SOURCE.
Tesla, le géant américain des véhicules électriques, traverse un trimestre particulièrement difficile. Les ventes s’effondrent en Europe et en Chine, tandis que la hausse des coûts pèse lourdement sur les résultats. S’ajoutent à cela les droits de douane rétablis par Donald Trump sur l’acier, l’aluminium, les pièces détachées et les cellules de batteries chinoises — autant d’éléments qui alourdissent encore la facture pour le constructeur.

Comme si cela ne suffisait pas, le budget républicain soutenu par Trump — et que Musk rejette ouvertement — pourrait porter un nouveau coup dur à l’entreprise. Le texte, que Trump espère faire adopter dès le mois prochain, prévoit en effet la suppression des crédits d’impôt fédéraux à l’achat de véhicules électriques ainsi que des subventions destinées aux projets de batteries et d’énergies propres. Autant d’aides dont Tesla profite largement.

Sur Truth Social, Trump a affirmé jeudi que l’opposition de Musk au projet venait précisément de cette suppression des crédits. Une interprétation douteuse, Musk ayant plusieurs fois affirmé publiquement qu’il soutenait leur suppression. Il n’empêche : les chances de les voir réintégrés dans la version finale du texte paraissent désormais très faibles. « Maintenant que Musk s’est mis à dos Trump et une bonne partie du Parti républicain, il y a peu de chances que la Chambre et le Sénat conservent la moindre faveur fiscale pour Tesla », estime Loren McDonald, analyste chez Paren.

Le tempérament explosif de Musk n’est pas nouveau. Ces dernières années, ses déclarations publiques lui ont valu plusieurs ennuis, comme une lourde amende de la SEC — le régulateur boursier américain — et la perte de son poste de président du conseil d’administration après un tweet mensonger en 2018 où il affirmait avoir sécurisé les fonds nécessaires pour retirer Tesla de la Bourse. Peu après, il s’était retrouvé au cœur d’une affaire de diffamation pour avoir insulté un critique en ligne de « pedo guy ».

CONSIGNE. Reproduisez à l'identique le passage de l'article sur Tesla qui commence aux mots « Comme si cela » et s'arrête après « Tesla profite largement. ». Les enregistrements qui suivent proviennent d'une autre source.

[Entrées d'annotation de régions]

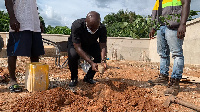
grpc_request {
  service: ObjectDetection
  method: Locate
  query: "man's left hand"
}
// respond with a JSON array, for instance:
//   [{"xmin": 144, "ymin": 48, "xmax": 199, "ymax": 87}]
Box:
[
  {"xmin": 177, "ymin": 24, "xmax": 186, "ymax": 39},
  {"xmin": 101, "ymin": 62, "xmax": 107, "ymax": 70}
]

RÉPONSE DÉTAILLÉE.
Comme si cela ne suffisait pas, le budget républicain soutenu par Trump — et que Musk rejette ouvertement — pourrait porter un nouveau coup dur à l’entreprise. Le texte, que Trump espère faire adopter dès le mois prochain, prévoit en effet la suppression des crédits d’impôt fédéraux à l’achat de véhicules électriques ainsi que des subventions destinées aux projets de batteries et d’énergies propres. Autant d’aides dont Tesla profite largement.